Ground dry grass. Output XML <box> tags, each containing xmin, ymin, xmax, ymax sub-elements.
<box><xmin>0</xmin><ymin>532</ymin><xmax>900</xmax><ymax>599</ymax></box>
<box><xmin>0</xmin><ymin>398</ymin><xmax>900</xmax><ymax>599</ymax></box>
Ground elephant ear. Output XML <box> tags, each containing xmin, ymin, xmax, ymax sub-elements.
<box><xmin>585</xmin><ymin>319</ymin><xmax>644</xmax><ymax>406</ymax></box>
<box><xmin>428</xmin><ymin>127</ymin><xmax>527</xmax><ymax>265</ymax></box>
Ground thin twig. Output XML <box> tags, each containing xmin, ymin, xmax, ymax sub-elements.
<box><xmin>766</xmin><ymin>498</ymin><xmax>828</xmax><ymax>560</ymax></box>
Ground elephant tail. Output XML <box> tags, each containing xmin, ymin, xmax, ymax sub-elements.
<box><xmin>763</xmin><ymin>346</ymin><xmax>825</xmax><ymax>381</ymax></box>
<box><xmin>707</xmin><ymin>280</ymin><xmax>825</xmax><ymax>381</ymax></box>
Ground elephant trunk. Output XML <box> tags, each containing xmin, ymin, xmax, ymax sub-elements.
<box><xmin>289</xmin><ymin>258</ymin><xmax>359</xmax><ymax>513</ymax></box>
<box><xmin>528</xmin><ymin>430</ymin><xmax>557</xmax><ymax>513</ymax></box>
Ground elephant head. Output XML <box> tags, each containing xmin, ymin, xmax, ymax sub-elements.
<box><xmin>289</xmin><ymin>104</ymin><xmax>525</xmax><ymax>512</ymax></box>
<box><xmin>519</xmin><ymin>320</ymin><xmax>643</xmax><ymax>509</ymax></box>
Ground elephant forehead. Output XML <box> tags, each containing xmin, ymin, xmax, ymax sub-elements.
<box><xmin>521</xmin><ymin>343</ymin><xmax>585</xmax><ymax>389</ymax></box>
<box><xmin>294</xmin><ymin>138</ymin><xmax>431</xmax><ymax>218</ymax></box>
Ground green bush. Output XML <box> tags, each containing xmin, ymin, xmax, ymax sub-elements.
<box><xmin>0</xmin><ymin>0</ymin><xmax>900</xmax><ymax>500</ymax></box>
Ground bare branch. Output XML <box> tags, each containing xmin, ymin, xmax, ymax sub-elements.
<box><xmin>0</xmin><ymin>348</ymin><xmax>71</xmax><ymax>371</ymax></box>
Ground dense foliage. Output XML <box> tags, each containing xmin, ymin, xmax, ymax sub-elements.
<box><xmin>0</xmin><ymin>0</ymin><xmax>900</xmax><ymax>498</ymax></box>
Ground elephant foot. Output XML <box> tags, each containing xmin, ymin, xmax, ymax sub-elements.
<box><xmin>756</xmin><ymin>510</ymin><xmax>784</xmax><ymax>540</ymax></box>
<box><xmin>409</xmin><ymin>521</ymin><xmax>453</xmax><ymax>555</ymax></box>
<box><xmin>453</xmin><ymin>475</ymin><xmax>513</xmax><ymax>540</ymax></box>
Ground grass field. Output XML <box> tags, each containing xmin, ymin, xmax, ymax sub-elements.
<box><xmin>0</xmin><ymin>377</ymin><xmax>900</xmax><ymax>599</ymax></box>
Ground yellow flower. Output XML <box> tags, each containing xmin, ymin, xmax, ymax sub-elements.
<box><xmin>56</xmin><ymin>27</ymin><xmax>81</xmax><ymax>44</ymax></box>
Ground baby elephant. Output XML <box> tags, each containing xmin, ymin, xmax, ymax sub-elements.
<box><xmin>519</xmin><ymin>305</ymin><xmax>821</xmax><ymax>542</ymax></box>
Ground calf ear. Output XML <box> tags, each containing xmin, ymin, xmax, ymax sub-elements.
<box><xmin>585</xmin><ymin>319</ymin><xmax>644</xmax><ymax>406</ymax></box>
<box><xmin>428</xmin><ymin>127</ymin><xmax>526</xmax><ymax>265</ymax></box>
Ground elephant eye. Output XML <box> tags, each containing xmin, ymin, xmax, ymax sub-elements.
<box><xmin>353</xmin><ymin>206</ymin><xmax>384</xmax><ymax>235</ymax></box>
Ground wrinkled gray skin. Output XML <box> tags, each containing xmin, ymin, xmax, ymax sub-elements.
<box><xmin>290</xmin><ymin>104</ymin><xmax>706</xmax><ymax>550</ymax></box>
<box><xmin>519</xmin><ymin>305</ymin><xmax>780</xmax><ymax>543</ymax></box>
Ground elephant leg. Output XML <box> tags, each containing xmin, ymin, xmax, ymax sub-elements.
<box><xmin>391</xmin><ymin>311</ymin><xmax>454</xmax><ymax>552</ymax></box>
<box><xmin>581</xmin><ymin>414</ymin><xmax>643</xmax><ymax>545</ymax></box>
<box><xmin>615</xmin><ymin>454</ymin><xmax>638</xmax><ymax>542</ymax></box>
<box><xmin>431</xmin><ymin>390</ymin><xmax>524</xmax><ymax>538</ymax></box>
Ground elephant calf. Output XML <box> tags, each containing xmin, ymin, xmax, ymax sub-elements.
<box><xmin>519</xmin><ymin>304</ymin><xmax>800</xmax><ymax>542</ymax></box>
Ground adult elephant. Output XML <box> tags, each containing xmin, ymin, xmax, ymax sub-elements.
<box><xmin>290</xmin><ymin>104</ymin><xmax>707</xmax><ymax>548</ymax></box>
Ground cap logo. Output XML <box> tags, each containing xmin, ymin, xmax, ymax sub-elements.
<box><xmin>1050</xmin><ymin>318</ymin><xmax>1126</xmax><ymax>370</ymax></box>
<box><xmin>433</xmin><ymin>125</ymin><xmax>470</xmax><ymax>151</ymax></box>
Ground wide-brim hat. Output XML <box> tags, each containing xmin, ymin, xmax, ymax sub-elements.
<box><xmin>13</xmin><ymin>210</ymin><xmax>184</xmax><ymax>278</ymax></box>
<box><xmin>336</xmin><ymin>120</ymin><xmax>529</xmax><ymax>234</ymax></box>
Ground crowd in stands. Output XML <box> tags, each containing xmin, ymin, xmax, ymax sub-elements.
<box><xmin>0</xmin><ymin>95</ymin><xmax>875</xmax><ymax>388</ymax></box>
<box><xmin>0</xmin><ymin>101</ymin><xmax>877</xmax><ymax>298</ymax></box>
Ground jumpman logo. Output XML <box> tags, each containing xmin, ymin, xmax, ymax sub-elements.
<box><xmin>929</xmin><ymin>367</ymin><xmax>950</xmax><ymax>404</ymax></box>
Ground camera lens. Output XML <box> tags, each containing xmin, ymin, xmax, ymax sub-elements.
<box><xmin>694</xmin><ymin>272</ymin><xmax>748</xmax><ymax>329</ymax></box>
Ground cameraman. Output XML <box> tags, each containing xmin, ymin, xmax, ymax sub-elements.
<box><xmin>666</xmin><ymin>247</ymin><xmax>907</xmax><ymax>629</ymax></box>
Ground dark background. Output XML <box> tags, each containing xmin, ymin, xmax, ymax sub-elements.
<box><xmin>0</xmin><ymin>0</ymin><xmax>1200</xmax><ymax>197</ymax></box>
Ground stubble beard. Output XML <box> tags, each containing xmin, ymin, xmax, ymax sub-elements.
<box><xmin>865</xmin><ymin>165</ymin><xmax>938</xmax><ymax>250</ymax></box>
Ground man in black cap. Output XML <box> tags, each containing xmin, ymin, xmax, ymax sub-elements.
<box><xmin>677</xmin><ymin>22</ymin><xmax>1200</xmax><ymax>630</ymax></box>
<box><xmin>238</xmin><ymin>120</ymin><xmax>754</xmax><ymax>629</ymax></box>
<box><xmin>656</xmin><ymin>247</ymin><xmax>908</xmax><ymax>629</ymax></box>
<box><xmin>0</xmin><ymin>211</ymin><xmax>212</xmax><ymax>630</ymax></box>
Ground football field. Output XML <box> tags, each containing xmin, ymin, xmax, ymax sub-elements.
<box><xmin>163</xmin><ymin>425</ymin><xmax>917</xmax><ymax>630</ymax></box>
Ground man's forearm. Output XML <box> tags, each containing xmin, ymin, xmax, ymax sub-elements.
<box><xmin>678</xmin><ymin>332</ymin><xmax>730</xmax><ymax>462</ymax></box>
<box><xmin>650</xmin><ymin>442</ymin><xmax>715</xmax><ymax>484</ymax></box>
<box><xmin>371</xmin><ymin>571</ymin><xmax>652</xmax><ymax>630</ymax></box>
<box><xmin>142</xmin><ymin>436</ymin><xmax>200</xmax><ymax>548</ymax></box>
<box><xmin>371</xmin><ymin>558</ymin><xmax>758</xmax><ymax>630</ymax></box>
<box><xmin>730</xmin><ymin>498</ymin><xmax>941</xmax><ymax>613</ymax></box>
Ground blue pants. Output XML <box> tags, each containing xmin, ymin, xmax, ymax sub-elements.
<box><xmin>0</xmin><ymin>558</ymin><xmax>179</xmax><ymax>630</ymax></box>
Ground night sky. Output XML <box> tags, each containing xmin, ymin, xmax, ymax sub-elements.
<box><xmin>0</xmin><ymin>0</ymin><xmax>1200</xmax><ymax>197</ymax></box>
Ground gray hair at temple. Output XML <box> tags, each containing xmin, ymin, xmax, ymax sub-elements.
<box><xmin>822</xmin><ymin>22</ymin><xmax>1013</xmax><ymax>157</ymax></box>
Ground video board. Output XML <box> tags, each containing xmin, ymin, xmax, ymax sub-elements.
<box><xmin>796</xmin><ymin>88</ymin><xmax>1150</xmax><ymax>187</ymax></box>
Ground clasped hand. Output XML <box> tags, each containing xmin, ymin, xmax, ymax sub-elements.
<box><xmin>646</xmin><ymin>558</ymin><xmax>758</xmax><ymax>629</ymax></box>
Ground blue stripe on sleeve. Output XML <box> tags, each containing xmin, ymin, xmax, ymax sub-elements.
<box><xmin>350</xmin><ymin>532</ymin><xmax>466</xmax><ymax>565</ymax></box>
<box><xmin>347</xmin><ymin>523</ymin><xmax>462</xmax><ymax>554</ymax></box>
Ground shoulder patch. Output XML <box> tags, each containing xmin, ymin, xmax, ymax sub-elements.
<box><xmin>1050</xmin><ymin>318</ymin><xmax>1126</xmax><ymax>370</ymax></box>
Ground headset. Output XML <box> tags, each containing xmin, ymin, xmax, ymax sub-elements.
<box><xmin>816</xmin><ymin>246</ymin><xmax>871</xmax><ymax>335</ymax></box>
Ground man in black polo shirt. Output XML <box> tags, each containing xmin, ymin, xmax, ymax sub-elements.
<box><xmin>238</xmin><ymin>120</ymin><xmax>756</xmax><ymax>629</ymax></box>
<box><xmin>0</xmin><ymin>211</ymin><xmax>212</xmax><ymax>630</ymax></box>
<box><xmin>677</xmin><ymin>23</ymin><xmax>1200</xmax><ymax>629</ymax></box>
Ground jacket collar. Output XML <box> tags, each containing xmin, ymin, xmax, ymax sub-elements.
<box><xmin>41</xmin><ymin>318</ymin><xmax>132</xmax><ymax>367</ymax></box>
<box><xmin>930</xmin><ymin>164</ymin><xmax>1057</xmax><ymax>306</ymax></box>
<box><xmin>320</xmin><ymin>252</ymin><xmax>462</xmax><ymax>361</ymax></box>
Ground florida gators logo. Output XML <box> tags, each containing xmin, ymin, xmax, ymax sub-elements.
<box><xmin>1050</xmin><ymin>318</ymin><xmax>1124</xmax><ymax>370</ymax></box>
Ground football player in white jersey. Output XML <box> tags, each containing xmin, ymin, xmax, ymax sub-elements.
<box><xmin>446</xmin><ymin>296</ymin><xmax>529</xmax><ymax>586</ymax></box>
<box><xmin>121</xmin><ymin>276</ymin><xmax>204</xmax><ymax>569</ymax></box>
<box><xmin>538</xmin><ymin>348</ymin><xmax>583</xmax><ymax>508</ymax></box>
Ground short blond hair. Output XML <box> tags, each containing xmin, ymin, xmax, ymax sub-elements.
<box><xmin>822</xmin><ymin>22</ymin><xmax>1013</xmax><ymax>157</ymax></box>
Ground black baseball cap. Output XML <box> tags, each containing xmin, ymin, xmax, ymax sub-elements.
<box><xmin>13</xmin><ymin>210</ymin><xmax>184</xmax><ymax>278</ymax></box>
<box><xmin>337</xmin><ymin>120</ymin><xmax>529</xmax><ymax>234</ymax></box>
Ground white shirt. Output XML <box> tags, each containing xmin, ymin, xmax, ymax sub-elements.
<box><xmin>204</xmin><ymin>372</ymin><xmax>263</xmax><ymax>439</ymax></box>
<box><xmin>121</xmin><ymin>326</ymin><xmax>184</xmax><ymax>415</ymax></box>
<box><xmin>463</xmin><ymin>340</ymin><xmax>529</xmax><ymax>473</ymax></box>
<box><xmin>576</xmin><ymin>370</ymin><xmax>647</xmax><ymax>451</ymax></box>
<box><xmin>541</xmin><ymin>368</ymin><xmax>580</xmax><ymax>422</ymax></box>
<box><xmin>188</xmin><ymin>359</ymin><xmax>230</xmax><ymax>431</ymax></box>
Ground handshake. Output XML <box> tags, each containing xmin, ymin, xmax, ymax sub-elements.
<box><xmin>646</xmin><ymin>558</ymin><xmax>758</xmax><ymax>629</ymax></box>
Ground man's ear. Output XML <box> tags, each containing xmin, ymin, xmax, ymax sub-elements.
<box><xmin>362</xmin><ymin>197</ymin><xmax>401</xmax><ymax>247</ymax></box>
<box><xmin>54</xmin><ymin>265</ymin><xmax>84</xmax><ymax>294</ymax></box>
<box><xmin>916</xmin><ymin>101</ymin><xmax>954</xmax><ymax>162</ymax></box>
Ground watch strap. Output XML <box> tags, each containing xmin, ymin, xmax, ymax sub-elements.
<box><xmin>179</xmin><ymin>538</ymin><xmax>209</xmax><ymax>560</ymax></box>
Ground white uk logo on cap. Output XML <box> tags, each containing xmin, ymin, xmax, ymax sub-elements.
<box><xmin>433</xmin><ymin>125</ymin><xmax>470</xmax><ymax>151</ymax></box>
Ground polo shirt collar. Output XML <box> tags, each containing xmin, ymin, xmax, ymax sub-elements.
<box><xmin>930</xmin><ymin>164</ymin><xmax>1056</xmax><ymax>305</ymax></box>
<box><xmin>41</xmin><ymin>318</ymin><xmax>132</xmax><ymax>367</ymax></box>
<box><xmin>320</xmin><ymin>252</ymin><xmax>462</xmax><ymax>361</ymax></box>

■ ■ ■

- **EXERCISE BRIEF**
Show each line above that contains the word "elephant", copied in full. Case counts.

- **OUTPUT OF THE TASK**
Ground elephant ear. Output XML <box> tags, each containing xmin, ymin, xmax, ymax sub-elements.
Ground elephant tail. Output XML <box> tags, each containing xmin, ymin, xmax, ymax sub-elements.
Ground elephant trunk. Output XML <box> tags, each containing xmin, ymin, xmax, ymax sub-elements.
Ground elephant head. Output XML <box> tags, each containing xmin, ymin, xmax, ymax sub-elements.
Ground elephant forehead. Output XML <box> tags, each containing xmin, ymin, xmax, ymax sub-elements.
Ground elephant foot. Output XML <box> tags, each containing xmin, ymin, xmax, ymax sub-elements.
Ground baby elephant. Output XML <box> tags, each containing xmin, ymin, xmax, ymax sub-elements.
Ground elephant eye. Output XML <box> tags, each containing xmin, ymin, xmax, ymax sub-elements.
Ground elephant leg. Output XML <box> tags, each containing xmin, ymin, xmax, ymax sub-elements.
Ground elephant calf. Output XML <box> tags, each containing xmin, ymin, xmax, ymax sub-elements.
Ground adult elephant. Output XML <box> tags, each containing xmin, ymin, xmax, ymax sub-elements.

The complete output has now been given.